--- Dataset records ---
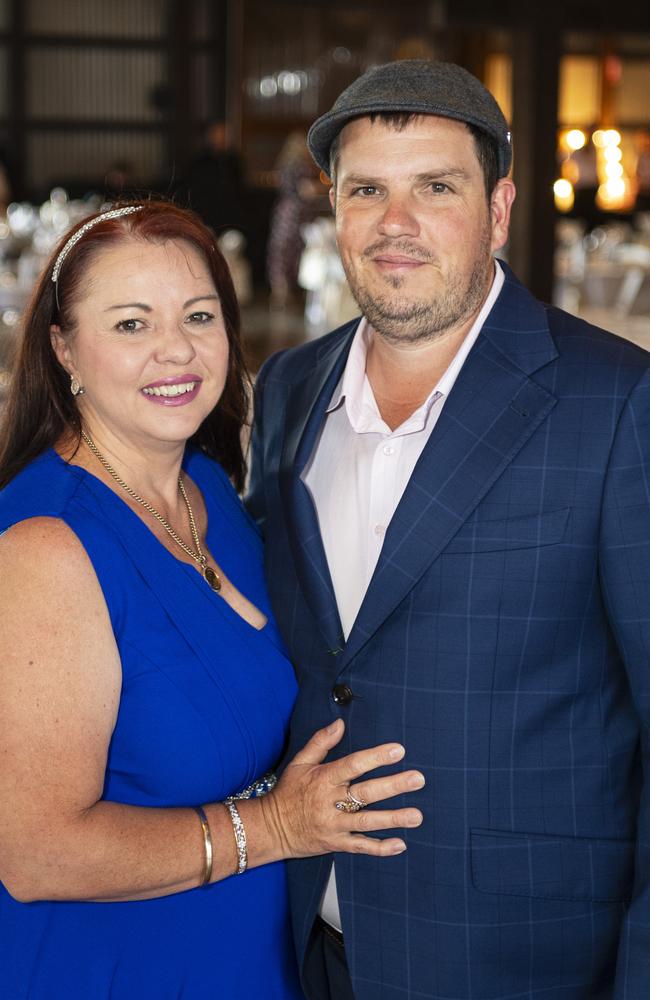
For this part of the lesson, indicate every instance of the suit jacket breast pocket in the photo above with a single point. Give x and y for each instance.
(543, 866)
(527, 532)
---
--- Dataset records ---
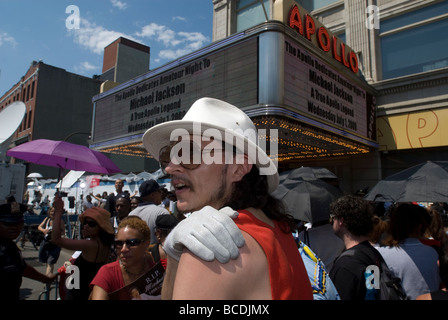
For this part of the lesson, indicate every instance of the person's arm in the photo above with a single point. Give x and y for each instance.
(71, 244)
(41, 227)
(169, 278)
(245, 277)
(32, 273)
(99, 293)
---
--- Dataset records ---
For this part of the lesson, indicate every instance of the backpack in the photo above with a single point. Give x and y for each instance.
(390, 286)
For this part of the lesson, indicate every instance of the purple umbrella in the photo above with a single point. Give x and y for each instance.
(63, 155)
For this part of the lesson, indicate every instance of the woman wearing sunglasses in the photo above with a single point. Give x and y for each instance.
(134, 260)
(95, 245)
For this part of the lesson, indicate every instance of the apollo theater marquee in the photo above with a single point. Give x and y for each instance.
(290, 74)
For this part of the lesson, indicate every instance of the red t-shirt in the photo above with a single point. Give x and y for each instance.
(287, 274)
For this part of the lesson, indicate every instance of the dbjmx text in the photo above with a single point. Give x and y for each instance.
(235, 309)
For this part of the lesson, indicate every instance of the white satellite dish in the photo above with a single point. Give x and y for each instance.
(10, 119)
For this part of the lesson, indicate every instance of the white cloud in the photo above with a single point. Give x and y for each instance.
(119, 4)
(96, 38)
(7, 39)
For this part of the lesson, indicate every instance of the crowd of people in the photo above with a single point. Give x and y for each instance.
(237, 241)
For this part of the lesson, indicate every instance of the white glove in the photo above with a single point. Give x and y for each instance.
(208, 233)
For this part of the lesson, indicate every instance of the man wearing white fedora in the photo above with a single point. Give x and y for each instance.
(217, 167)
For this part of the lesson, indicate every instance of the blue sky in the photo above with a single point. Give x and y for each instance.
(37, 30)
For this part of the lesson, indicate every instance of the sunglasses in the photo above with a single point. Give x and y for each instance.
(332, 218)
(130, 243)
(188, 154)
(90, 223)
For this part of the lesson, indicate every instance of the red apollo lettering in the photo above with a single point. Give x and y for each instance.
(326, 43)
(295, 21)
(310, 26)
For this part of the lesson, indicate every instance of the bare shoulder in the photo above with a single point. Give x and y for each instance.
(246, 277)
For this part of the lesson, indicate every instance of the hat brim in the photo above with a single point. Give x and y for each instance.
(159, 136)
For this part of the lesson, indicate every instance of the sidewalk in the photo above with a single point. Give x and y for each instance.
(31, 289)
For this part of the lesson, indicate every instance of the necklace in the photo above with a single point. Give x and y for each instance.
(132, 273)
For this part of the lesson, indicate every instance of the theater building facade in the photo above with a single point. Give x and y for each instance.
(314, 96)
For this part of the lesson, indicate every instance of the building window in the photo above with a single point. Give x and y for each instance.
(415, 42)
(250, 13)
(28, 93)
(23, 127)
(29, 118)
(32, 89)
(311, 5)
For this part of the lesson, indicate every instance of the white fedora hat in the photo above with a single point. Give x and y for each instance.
---
# Prompt
Please count how many lines of the material above contain the string "apollo" and reply with only that number.

# Final result
2